Complete the following:
1 > List the specific tasks that the excerpt on signs of approaching labor says the nesting urge may motivate you to do.
2 > Using the excerpt on signs of approaching labor, explain why the thinning of the cervix is a sure sign of upcoming delivery.

Some women feel an urge to "nest" in the days before they go into labor. Pregnancy is generally exhausting, but the nesting urge brings a new wave of energy. You may suddenly feel motivated to rearrange furniture, go shopping, make lists, and other productive tasks. But remember that you're going to have a baby soon, so conserve your energy and don't overdo it.

Your body will begin to show other physical changes in the last month of pregnancy. The cervix will begin to stretch and thin, showing that the lower portion of the uterus is getting prepared for the delivery process. A thin cervix allows for the cervix to dilate more efficiently and easily, so this effacement stage is a sure sign of upcoming delivery. Your doctor can check for this up to two months before the delivery date, and the effacement statistics are generally given in percentages. For a vaginal delivery to begin, a woman's cervix must be 100 percent effaced.

A bloody show, or the expulsion of the mucus plug, can show up days, hours, or even minutes before a woman goes into labor. However, this usually happens between two and six weeks before giving birth. This mucus plug is created by your body to protect the cervical opening from bacteria entering the uterus, keeping the baby safe. As the effacement process begins, the plug is expelled as a clear, pink, or bloody tinged mucus or discharge. However, heavy bloody discharge can be a sign of a problem — the Mayo Clinic recommends contacting your healthcare provider if this occurs.

Input data:
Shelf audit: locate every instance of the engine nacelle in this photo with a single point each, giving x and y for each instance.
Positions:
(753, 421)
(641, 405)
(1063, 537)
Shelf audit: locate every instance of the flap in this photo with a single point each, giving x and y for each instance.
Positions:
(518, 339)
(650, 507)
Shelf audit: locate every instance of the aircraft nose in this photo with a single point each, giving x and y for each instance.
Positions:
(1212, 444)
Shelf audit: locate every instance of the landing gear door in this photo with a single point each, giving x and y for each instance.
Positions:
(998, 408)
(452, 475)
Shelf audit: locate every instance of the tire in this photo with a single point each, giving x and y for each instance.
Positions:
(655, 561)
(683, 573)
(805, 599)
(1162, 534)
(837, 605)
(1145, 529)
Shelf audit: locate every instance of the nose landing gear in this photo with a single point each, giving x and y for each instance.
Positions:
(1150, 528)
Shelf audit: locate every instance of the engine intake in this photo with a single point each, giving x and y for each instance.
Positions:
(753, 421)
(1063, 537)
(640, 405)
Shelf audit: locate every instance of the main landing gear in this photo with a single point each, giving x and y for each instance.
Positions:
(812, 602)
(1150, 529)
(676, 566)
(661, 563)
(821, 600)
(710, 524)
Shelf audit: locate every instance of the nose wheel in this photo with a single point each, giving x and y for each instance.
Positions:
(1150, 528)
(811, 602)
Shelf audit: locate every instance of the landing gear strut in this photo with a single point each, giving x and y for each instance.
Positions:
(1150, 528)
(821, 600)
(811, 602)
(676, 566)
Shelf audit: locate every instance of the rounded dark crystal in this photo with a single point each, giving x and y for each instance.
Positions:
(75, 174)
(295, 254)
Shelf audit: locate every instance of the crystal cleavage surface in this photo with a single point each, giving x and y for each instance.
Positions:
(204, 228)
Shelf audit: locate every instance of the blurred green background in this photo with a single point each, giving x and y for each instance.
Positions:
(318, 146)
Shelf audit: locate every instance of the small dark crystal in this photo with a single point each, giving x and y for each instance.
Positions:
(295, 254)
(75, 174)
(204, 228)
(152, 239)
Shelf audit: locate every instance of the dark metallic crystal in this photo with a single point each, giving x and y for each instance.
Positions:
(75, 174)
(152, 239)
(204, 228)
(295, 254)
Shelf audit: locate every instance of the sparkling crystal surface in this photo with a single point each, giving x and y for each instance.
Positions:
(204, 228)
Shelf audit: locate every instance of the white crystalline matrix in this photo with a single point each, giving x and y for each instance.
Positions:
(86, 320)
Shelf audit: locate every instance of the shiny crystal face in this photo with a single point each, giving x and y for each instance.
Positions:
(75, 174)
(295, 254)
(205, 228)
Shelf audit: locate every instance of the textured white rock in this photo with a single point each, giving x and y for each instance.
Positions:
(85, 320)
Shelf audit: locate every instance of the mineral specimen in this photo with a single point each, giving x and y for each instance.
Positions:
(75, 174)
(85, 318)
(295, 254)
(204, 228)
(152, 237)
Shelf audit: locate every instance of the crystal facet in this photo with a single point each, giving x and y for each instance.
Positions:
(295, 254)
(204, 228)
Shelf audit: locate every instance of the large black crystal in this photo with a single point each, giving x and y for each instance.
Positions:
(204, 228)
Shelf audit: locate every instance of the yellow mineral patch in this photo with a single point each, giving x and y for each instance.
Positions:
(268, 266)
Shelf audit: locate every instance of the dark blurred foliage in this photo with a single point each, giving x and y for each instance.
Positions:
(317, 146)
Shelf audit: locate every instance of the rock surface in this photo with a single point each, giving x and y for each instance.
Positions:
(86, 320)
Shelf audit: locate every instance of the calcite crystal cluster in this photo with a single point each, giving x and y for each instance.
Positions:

Responses:
1 > Rearrange furniture, go shopping, and make lists.

2 > A thin cervix allows the cervix to dilate more efficiently and easily. This thinning shows that the lower portion of the uterus is getting prepared for the delivery process.